** Activity **
Your answer should be the exact lines of the data below from the one containing "Locate the white plate" through the one containing "Locate the square"; please include nothing else.

** Source records **
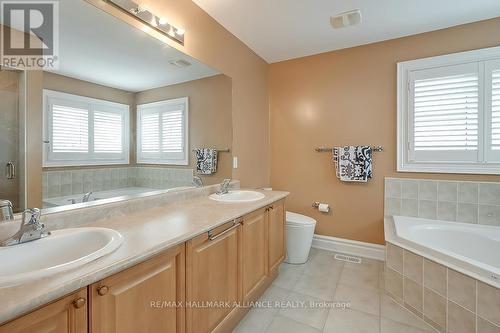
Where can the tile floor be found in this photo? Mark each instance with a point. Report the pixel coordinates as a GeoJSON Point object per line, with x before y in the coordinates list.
{"type": "Point", "coordinates": [322, 279]}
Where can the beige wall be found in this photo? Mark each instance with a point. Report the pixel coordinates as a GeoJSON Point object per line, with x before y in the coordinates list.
{"type": "Point", "coordinates": [210, 122]}
{"type": "Point", "coordinates": [209, 42]}
{"type": "Point", "coordinates": [348, 97]}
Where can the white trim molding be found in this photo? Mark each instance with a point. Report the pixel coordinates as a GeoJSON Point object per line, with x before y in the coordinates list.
{"type": "Point", "coordinates": [351, 247]}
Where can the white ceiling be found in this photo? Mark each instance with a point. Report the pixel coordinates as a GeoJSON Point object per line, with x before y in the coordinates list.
{"type": "Point", "coordinates": [284, 29]}
{"type": "Point", "coordinates": [99, 48]}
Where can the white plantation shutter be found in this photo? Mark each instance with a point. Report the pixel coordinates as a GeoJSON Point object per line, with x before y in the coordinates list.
{"type": "Point", "coordinates": [492, 111]}
{"type": "Point", "coordinates": [70, 129]}
{"type": "Point", "coordinates": [150, 133]}
{"type": "Point", "coordinates": [163, 131]}
{"type": "Point", "coordinates": [444, 108]}
{"type": "Point", "coordinates": [84, 131]}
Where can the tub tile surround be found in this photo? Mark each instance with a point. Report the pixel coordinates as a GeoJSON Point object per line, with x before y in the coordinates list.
{"type": "Point", "coordinates": [62, 183]}
{"type": "Point", "coordinates": [447, 300]}
{"type": "Point", "coordinates": [454, 201]}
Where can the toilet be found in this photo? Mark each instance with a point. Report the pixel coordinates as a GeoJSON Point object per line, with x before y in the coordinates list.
{"type": "Point", "coordinates": [299, 231]}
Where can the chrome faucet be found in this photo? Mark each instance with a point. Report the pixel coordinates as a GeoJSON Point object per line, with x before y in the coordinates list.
{"type": "Point", "coordinates": [86, 197]}
{"type": "Point", "coordinates": [197, 181]}
{"type": "Point", "coordinates": [224, 187]}
{"type": "Point", "coordinates": [31, 229]}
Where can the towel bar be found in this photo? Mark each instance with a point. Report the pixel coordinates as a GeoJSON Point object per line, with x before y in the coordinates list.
{"type": "Point", "coordinates": [227, 150]}
{"type": "Point", "coordinates": [328, 149]}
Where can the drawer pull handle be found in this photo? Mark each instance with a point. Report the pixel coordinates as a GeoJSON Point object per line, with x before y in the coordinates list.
{"type": "Point", "coordinates": [103, 290]}
{"type": "Point", "coordinates": [79, 303]}
{"type": "Point", "coordinates": [222, 233]}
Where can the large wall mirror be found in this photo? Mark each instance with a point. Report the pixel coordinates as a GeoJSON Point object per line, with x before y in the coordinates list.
{"type": "Point", "coordinates": [124, 114]}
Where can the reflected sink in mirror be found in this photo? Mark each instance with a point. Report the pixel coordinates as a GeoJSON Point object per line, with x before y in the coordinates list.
{"type": "Point", "coordinates": [62, 250]}
{"type": "Point", "coordinates": [237, 196]}
{"type": "Point", "coordinates": [133, 92]}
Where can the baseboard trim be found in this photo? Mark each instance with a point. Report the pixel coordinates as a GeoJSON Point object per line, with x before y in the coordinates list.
{"type": "Point", "coordinates": [351, 247]}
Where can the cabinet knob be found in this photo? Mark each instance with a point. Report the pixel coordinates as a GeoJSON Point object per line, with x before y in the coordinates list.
{"type": "Point", "coordinates": [103, 290]}
{"type": "Point", "coordinates": [79, 302]}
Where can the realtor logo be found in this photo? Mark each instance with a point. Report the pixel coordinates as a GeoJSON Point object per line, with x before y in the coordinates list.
{"type": "Point", "coordinates": [29, 34]}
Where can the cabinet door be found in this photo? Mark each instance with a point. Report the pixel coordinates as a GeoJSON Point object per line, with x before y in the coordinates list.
{"type": "Point", "coordinates": [254, 252]}
{"type": "Point", "coordinates": [142, 298]}
{"type": "Point", "coordinates": [212, 276]}
{"type": "Point", "coordinates": [67, 315]}
{"type": "Point", "coordinates": [276, 234]}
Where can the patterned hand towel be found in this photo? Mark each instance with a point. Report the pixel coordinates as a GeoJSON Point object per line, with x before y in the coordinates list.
{"type": "Point", "coordinates": [353, 163]}
{"type": "Point", "coordinates": [206, 163]}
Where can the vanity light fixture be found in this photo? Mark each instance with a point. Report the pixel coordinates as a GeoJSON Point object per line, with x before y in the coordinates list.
{"type": "Point", "coordinates": [152, 21]}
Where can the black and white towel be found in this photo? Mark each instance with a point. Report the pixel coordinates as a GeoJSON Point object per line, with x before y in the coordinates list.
{"type": "Point", "coordinates": [206, 161]}
{"type": "Point", "coordinates": [353, 163]}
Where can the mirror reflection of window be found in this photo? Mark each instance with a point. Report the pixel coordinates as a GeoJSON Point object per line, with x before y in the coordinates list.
{"type": "Point", "coordinates": [162, 132]}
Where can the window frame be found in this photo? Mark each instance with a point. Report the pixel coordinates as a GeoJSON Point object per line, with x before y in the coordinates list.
{"type": "Point", "coordinates": [152, 108]}
{"type": "Point", "coordinates": [404, 150]}
{"type": "Point", "coordinates": [51, 159]}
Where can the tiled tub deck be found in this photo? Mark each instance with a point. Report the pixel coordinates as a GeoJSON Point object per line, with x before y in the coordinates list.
{"type": "Point", "coordinates": [446, 299]}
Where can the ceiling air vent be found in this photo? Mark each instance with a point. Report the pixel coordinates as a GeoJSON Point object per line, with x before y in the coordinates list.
{"type": "Point", "coordinates": [180, 63]}
{"type": "Point", "coordinates": [346, 19]}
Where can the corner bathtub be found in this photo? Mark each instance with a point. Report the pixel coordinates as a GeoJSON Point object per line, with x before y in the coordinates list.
{"type": "Point", "coordinates": [471, 249]}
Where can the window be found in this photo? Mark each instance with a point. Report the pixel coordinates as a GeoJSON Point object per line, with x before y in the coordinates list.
{"type": "Point", "coordinates": [162, 132]}
{"type": "Point", "coordinates": [84, 131]}
{"type": "Point", "coordinates": [449, 113]}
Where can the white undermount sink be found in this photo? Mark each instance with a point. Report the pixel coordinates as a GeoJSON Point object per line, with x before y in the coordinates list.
{"type": "Point", "coordinates": [62, 250]}
{"type": "Point", "coordinates": [237, 196]}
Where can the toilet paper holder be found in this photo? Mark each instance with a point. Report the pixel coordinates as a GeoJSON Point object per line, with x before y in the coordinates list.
{"type": "Point", "coordinates": [316, 205]}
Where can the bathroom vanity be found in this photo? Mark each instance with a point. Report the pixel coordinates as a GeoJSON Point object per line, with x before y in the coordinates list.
{"type": "Point", "coordinates": [196, 278]}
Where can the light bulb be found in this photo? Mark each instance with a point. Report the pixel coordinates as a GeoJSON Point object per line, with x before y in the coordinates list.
{"type": "Point", "coordinates": [154, 23]}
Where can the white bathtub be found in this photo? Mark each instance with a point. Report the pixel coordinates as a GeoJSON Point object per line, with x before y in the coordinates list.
{"type": "Point", "coordinates": [471, 249]}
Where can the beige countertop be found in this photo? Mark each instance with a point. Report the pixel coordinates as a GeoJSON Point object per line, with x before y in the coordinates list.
{"type": "Point", "coordinates": [146, 233]}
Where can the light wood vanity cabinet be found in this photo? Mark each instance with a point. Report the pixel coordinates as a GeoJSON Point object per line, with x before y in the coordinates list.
{"type": "Point", "coordinates": [212, 276]}
{"type": "Point", "coordinates": [67, 315]}
{"type": "Point", "coordinates": [141, 298]}
{"type": "Point", "coordinates": [205, 277]}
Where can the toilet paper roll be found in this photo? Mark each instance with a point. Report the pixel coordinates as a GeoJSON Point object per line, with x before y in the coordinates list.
{"type": "Point", "coordinates": [325, 208]}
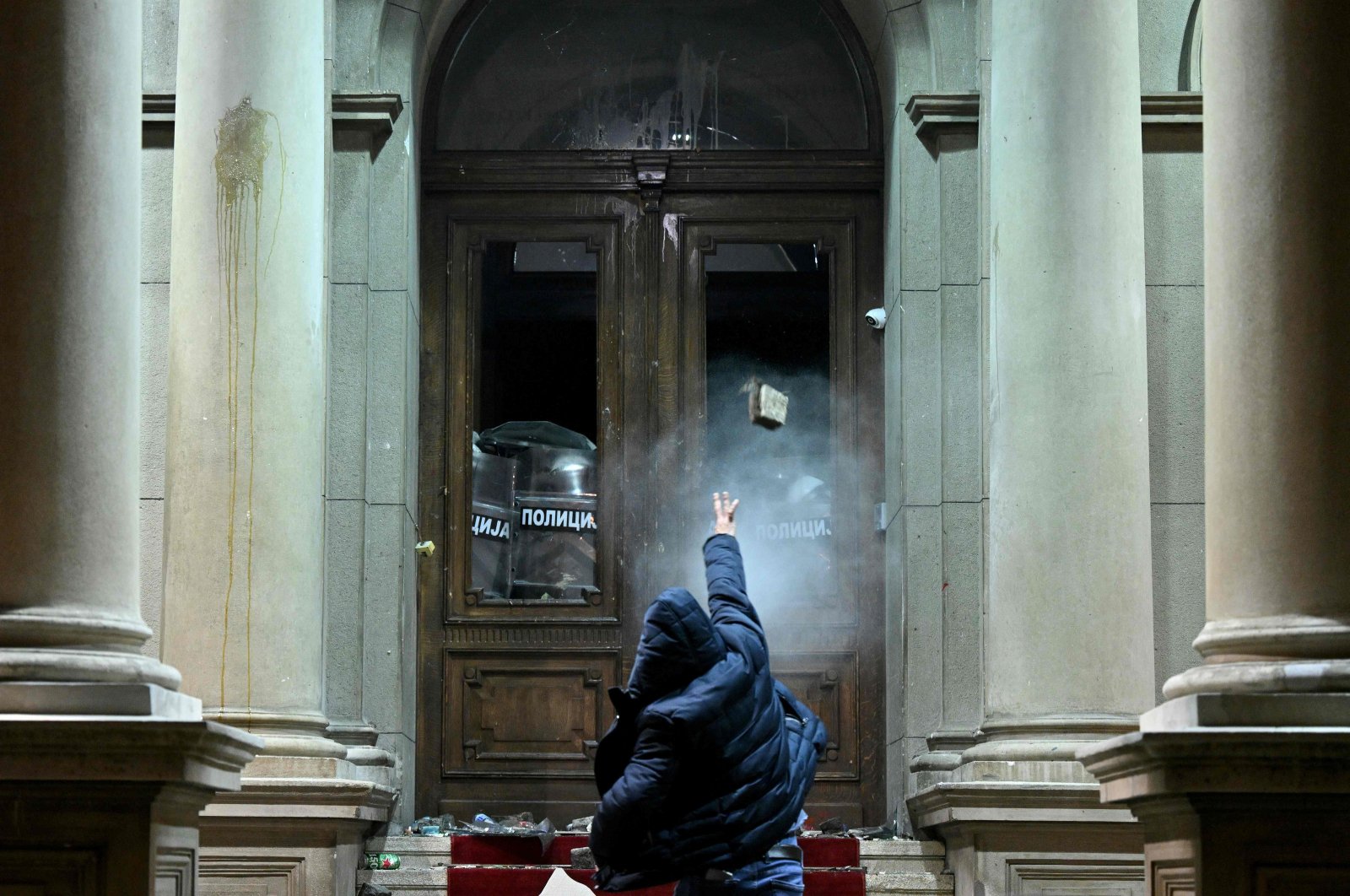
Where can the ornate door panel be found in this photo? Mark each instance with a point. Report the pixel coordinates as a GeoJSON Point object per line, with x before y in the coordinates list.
{"type": "Point", "coordinates": [775, 288]}
{"type": "Point", "coordinates": [530, 306]}
{"type": "Point", "coordinates": [628, 320]}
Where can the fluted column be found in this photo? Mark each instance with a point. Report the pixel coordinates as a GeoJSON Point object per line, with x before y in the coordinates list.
{"type": "Point", "coordinates": [1277, 351]}
{"type": "Point", "coordinates": [1070, 632]}
{"type": "Point", "coordinates": [1241, 779]}
{"type": "Point", "coordinates": [69, 328]}
{"type": "Point", "coordinates": [243, 517]}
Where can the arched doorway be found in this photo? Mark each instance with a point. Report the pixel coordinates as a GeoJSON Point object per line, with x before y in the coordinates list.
{"type": "Point", "coordinates": [628, 212]}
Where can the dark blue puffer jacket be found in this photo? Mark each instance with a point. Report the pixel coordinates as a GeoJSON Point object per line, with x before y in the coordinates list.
{"type": "Point", "coordinates": [710, 758]}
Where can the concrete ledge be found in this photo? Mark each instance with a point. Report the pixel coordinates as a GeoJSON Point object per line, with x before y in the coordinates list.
{"type": "Point", "coordinates": [909, 883]}
{"type": "Point", "coordinates": [413, 852]}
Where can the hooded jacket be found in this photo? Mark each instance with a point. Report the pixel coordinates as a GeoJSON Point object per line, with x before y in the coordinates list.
{"type": "Point", "coordinates": [709, 760]}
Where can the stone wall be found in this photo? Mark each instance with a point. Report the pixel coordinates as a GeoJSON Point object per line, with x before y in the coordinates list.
{"type": "Point", "coordinates": [936, 358]}
{"type": "Point", "coordinates": [936, 374]}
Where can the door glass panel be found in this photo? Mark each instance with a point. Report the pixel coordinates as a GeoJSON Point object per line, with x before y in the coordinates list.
{"type": "Point", "coordinates": [535, 459]}
{"type": "Point", "coordinates": [769, 321]}
{"type": "Point", "coordinates": [658, 74]}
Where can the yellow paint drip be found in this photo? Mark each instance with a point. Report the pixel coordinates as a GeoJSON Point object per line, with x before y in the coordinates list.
{"type": "Point", "coordinates": [242, 148]}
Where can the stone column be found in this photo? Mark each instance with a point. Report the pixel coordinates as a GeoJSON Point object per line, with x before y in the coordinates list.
{"type": "Point", "coordinates": [243, 488]}
{"type": "Point", "coordinates": [1277, 353]}
{"type": "Point", "coordinates": [1070, 630]}
{"type": "Point", "coordinates": [100, 754]}
{"type": "Point", "coordinates": [243, 482]}
{"type": "Point", "coordinates": [69, 607]}
{"type": "Point", "coordinates": [1242, 778]}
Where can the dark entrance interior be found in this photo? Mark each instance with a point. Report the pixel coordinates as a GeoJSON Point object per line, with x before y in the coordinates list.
{"type": "Point", "coordinates": [591, 315]}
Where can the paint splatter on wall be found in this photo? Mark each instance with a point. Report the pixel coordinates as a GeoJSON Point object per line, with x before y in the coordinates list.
{"type": "Point", "coordinates": [243, 146]}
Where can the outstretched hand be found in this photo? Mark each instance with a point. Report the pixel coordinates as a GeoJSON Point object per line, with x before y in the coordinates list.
{"type": "Point", "coordinates": [724, 513]}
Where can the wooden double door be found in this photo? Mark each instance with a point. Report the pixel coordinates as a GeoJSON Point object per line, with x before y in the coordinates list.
{"type": "Point", "coordinates": [632, 320]}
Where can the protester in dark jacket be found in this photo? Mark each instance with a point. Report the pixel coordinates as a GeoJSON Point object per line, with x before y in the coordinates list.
{"type": "Point", "coordinates": [710, 758]}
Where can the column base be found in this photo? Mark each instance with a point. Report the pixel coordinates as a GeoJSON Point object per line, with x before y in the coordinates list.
{"type": "Point", "coordinates": [1237, 792]}
{"type": "Point", "coordinates": [1023, 815]}
{"type": "Point", "coordinates": [108, 805]}
{"type": "Point", "coordinates": [297, 823]}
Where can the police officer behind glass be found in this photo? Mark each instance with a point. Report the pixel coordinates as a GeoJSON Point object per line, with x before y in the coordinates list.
{"type": "Point", "coordinates": [705, 771]}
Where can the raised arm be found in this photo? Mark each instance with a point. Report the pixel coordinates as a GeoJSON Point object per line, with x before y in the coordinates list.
{"type": "Point", "coordinates": [726, 598]}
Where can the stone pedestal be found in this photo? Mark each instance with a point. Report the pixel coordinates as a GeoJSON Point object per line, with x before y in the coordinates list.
{"type": "Point", "coordinates": [1242, 778]}
{"type": "Point", "coordinates": [1237, 794]}
{"type": "Point", "coordinates": [107, 803]}
{"type": "Point", "coordinates": [1068, 628]}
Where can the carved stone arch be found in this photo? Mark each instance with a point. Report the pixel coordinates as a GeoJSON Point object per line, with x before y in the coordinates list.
{"type": "Point", "coordinates": [867, 16]}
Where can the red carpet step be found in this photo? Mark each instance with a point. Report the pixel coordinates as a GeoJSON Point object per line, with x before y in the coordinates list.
{"type": "Point", "coordinates": [832, 866]}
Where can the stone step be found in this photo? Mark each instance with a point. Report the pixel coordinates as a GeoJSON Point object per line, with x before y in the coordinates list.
{"type": "Point", "coordinates": [910, 883]}
{"type": "Point", "coordinates": [467, 880]}
{"type": "Point", "coordinates": [429, 852]}
{"type": "Point", "coordinates": [413, 852]}
{"type": "Point", "coordinates": [893, 866]}
{"type": "Point", "coordinates": [908, 857]}
{"type": "Point", "coordinates": [407, 880]}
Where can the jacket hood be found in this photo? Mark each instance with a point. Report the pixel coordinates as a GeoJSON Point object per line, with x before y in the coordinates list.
{"type": "Point", "coordinates": [678, 645]}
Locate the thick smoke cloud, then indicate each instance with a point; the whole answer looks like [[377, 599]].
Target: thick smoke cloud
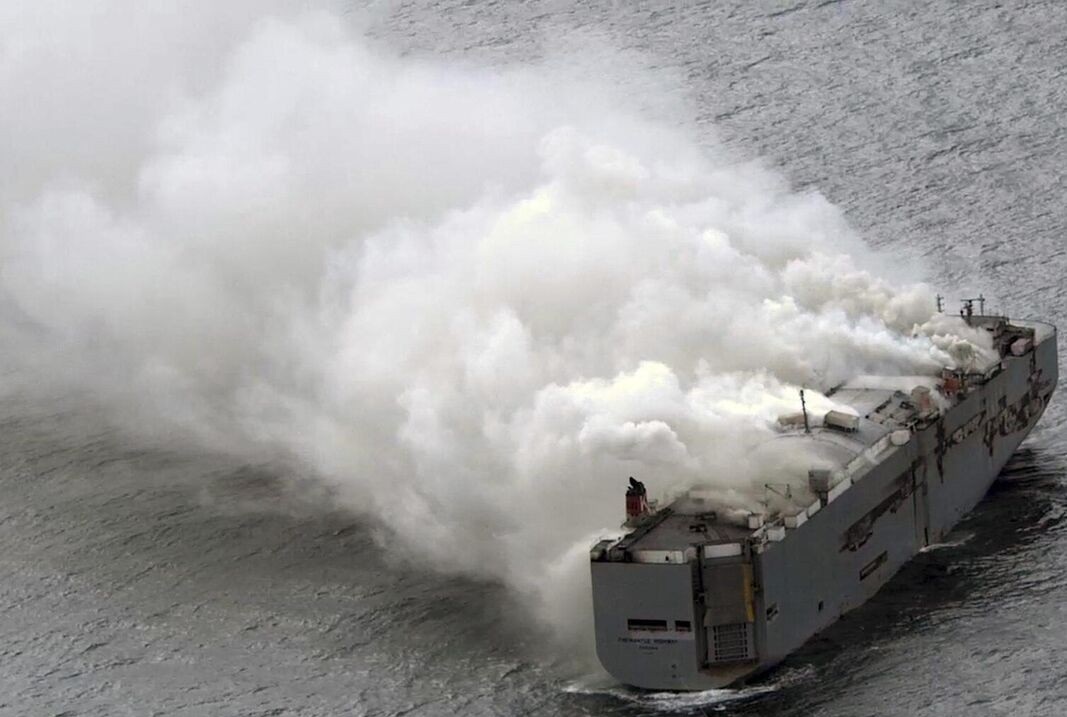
[[474, 302]]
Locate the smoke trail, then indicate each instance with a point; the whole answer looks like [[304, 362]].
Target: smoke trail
[[472, 301]]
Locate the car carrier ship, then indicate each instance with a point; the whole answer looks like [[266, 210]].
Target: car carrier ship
[[695, 598]]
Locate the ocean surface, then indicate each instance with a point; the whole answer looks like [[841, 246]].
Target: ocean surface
[[137, 580]]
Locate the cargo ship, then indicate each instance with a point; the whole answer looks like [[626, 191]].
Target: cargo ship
[[697, 596]]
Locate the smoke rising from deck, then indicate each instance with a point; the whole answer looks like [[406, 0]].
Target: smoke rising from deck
[[473, 301]]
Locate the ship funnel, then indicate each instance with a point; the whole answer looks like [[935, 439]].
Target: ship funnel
[[637, 500]]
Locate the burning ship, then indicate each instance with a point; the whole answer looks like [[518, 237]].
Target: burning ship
[[696, 598]]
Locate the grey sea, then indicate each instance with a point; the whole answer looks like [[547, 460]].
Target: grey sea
[[136, 580]]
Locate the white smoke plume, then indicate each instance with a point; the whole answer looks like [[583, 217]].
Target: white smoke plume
[[474, 301]]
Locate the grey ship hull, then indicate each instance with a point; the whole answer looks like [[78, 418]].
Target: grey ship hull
[[716, 619]]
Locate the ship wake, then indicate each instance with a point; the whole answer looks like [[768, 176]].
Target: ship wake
[[472, 301]]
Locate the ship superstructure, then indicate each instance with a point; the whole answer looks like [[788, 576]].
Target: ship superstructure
[[694, 598]]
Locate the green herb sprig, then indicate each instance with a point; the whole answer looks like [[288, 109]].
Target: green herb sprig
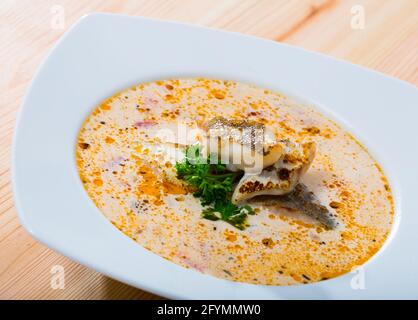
[[213, 184]]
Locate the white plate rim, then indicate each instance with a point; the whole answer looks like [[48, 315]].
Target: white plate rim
[[308, 291]]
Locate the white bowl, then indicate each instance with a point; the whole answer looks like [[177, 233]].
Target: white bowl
[[105, 53]]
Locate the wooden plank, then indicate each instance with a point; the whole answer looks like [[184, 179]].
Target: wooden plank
[[388, 43]]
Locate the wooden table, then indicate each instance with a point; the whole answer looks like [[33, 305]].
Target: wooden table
[[379, 34]]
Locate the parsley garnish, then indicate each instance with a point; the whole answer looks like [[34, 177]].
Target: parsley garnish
[[213, 184]]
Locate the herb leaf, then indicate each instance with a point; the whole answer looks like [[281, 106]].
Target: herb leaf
[[213, 184]]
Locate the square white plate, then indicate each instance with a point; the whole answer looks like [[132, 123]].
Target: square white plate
[[105, 53]]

** Solution for this exercise **
Locate the white plate rim, then indicate each instance with a point; the whole answer looks like [[48, 315]].
Target: white plate rim
[[308, 291]]
Locate the white bowl, then indicate each instance with a point; the whole answer looks like [[177, 233]].
Target: white bowl
[[105, 53]]
Locate the wooden plank, then indicate each instance with a point; the whole answer looks like [[184, 179]].
Target: wooden plank
[[388, 43]]
Locate the wooden table, then indicate each instance with a point; the whole answer looks like [[33, 305]].
Target: wooden table
[[379, 34]]
Locate the parsley garnish, then indicate each instance with a point; the whole answer looks like [[34, 177]].
Target: parsley garnish
[[213, 184]]
Locate the herb leaf, then indicate each instance with a point; the whole answer looks like [[281, 106]].
Target: herb leaf
[[213, 184]]
Locate the square white plate, then indicate each instance with a point; the whole answer looks like [[132, 123]].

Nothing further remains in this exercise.